[Stored data entries]
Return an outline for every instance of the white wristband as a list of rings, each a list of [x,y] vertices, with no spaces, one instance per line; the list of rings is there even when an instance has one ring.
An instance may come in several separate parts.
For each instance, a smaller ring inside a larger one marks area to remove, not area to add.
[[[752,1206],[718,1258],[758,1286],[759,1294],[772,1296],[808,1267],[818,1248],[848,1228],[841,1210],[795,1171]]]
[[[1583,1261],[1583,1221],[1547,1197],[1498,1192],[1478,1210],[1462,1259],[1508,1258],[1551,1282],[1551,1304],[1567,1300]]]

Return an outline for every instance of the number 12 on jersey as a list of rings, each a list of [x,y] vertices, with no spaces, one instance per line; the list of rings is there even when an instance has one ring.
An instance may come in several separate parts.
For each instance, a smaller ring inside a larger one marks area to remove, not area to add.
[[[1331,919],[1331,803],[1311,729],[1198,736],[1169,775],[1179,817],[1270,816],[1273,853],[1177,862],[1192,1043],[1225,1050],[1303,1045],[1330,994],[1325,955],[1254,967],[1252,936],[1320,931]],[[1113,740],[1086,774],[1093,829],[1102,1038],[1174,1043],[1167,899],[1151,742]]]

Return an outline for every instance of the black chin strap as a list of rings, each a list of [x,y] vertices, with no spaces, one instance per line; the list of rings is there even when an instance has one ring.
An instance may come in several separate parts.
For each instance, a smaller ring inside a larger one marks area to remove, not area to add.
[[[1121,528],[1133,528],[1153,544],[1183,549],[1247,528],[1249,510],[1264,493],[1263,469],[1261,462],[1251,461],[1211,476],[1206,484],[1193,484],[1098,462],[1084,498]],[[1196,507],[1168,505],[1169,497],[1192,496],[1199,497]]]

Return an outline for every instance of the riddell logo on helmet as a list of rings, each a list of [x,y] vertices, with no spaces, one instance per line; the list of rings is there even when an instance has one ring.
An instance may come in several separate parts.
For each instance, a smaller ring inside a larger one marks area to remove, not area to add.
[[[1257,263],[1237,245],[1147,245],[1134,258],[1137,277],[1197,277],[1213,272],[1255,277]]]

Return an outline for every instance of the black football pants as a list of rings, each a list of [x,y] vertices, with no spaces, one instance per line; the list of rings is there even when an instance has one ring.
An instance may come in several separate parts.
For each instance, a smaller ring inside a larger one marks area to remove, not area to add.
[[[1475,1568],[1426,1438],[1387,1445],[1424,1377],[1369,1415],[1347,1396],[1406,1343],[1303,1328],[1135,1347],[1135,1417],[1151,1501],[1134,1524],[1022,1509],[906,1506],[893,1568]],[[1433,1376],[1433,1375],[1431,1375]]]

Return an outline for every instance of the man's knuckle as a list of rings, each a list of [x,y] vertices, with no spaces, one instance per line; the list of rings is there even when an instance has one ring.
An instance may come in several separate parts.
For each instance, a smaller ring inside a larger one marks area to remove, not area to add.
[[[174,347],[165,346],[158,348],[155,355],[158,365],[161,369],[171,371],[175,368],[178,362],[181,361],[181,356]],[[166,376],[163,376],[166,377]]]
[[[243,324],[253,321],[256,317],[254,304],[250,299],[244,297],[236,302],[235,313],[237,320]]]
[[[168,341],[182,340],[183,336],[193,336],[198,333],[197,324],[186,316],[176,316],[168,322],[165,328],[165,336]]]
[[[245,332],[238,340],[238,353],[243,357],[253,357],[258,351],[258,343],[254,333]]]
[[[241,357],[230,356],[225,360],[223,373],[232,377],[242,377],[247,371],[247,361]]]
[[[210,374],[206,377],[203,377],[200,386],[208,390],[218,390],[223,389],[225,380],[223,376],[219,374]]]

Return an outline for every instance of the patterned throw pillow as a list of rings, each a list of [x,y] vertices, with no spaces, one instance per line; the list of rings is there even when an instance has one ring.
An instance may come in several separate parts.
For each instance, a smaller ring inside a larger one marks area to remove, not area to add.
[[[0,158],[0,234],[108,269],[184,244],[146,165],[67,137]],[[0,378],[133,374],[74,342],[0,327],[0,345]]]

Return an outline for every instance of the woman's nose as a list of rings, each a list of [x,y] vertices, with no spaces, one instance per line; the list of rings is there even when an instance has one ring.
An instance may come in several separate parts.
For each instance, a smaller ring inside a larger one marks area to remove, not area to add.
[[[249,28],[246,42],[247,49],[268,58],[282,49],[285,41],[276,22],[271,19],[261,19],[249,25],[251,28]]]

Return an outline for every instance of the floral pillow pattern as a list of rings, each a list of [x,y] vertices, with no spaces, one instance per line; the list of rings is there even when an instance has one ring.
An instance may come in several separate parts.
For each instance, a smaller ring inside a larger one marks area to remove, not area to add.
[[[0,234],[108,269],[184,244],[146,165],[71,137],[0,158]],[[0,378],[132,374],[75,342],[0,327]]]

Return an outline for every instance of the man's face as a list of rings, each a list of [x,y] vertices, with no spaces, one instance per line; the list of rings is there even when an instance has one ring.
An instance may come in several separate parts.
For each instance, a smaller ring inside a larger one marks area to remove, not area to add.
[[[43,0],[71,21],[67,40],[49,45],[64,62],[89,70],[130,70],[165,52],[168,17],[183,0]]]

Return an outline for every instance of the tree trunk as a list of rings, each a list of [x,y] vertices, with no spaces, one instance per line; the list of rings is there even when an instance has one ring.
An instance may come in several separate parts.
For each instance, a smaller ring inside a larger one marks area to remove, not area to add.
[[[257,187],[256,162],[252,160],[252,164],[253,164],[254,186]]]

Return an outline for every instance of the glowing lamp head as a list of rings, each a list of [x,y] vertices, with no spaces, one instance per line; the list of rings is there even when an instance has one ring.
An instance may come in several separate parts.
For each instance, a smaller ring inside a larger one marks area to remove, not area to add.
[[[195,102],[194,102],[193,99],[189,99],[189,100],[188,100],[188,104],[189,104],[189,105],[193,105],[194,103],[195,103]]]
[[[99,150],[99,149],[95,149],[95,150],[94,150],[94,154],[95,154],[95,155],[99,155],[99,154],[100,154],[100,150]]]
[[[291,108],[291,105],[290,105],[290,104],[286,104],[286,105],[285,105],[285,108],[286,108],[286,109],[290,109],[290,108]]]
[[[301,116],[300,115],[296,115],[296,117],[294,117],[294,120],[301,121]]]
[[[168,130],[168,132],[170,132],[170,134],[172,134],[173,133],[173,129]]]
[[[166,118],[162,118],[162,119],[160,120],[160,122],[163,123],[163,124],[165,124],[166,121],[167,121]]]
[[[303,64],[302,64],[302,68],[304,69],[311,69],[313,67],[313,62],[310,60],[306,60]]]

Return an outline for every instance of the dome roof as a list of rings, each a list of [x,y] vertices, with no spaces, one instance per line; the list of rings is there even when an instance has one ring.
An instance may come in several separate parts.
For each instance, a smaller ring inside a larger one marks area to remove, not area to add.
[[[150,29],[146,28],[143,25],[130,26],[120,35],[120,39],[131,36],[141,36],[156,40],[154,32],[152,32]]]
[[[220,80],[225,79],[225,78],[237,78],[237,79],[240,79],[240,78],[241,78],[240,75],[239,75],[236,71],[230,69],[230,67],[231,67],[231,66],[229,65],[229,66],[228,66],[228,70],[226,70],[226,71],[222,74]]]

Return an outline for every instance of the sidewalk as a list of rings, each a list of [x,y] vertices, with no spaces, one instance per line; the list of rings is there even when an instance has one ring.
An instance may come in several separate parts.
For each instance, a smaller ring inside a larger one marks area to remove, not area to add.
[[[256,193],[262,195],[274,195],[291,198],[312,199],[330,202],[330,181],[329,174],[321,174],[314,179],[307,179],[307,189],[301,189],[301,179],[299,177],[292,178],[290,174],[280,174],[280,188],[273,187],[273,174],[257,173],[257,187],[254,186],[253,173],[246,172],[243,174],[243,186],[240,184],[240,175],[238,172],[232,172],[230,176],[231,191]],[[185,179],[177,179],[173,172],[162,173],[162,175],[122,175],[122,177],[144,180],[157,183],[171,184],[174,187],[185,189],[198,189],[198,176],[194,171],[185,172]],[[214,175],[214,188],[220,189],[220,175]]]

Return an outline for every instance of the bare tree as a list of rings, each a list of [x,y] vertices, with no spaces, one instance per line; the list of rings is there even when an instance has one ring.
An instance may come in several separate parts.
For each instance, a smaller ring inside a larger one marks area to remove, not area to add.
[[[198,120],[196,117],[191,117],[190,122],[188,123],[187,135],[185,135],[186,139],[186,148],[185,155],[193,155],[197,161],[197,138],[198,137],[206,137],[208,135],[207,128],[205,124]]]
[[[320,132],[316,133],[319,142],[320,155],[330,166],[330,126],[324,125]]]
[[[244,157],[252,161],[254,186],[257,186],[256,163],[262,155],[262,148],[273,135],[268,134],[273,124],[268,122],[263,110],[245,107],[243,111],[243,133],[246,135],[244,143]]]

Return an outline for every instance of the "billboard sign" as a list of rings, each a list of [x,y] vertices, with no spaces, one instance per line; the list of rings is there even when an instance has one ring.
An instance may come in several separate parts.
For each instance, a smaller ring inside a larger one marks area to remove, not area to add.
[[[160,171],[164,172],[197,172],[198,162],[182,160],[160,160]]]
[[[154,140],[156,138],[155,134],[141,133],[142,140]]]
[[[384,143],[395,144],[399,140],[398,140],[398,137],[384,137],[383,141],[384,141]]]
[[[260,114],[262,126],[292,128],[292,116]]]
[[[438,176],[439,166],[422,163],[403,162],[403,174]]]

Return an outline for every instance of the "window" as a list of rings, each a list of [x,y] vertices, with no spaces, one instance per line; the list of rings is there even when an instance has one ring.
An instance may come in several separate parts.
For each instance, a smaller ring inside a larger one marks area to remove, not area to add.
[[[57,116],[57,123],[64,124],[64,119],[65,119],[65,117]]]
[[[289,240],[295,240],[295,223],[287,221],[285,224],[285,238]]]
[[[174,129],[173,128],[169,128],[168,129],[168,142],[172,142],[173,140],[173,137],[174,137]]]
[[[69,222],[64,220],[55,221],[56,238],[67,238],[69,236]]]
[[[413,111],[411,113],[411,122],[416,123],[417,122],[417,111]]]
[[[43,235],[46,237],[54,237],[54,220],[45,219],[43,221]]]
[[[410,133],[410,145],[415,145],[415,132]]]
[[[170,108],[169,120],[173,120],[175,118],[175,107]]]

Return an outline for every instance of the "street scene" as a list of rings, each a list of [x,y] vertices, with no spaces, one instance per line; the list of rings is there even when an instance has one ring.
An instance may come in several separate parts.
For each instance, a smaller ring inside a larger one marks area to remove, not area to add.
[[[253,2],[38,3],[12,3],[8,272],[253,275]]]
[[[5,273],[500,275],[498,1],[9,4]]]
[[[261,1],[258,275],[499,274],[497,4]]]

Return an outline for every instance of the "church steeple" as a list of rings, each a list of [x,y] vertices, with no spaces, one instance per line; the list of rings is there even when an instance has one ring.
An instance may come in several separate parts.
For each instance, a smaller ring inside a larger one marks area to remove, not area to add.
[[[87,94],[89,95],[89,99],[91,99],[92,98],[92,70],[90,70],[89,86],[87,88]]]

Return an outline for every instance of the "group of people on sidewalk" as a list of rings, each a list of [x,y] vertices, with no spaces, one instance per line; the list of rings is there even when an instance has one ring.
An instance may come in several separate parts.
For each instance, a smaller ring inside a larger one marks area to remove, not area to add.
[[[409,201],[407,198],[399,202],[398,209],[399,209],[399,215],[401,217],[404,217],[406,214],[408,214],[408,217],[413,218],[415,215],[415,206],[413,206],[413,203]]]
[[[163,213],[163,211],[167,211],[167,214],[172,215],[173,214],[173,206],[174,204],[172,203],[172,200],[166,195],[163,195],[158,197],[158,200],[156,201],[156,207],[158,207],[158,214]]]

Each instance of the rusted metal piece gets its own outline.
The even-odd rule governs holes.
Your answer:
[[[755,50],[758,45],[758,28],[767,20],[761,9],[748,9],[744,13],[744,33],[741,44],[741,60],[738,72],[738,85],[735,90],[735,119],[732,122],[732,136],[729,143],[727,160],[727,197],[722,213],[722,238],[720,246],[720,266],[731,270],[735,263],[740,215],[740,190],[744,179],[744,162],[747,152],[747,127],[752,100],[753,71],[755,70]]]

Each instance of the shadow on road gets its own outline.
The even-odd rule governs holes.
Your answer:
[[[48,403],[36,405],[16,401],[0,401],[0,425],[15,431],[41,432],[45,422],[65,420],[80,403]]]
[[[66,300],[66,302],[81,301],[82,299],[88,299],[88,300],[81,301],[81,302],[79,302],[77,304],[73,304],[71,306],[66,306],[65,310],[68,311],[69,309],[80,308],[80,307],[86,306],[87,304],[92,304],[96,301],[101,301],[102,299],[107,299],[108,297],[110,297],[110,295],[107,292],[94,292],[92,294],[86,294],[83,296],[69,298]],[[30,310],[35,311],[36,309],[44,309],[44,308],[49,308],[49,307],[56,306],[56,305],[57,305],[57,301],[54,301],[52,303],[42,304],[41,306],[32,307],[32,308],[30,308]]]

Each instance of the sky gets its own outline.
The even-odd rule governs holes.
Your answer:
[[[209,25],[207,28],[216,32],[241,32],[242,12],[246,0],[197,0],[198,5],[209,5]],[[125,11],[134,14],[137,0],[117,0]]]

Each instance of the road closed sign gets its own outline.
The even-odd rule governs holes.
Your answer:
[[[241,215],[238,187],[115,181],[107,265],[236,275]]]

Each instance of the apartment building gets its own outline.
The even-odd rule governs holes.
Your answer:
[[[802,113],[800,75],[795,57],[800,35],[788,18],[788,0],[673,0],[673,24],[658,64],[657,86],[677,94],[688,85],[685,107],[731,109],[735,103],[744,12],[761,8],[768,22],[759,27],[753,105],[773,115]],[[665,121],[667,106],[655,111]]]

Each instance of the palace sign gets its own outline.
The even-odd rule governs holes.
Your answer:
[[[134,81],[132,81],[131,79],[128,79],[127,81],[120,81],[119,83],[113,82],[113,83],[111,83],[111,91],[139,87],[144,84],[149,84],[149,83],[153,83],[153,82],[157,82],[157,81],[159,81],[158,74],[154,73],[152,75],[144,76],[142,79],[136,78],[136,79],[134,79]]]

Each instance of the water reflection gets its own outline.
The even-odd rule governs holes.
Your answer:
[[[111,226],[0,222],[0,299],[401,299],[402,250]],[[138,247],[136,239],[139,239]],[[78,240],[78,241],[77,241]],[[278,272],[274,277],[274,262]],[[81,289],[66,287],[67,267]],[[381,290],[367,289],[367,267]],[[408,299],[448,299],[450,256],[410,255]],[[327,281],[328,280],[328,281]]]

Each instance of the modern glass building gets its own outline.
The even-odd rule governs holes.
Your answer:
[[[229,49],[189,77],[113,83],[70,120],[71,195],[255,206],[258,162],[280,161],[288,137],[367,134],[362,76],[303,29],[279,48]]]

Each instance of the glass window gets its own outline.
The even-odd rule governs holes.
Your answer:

▸ **REQUIRED WORK**
Each line of the records with the word "sign" in it is to be copied.

▸ **WRITTEN RESPONSE**
Return an outline for every instance of the "billboard sign" as a list of rings, each a list of [x,y] vertices, with no spaces, one instance per line; the list of rings is there even when an instance has one ring.
Each instance of the road closed sign gets its own outline.
Each instance of the palace sign gets its own outline.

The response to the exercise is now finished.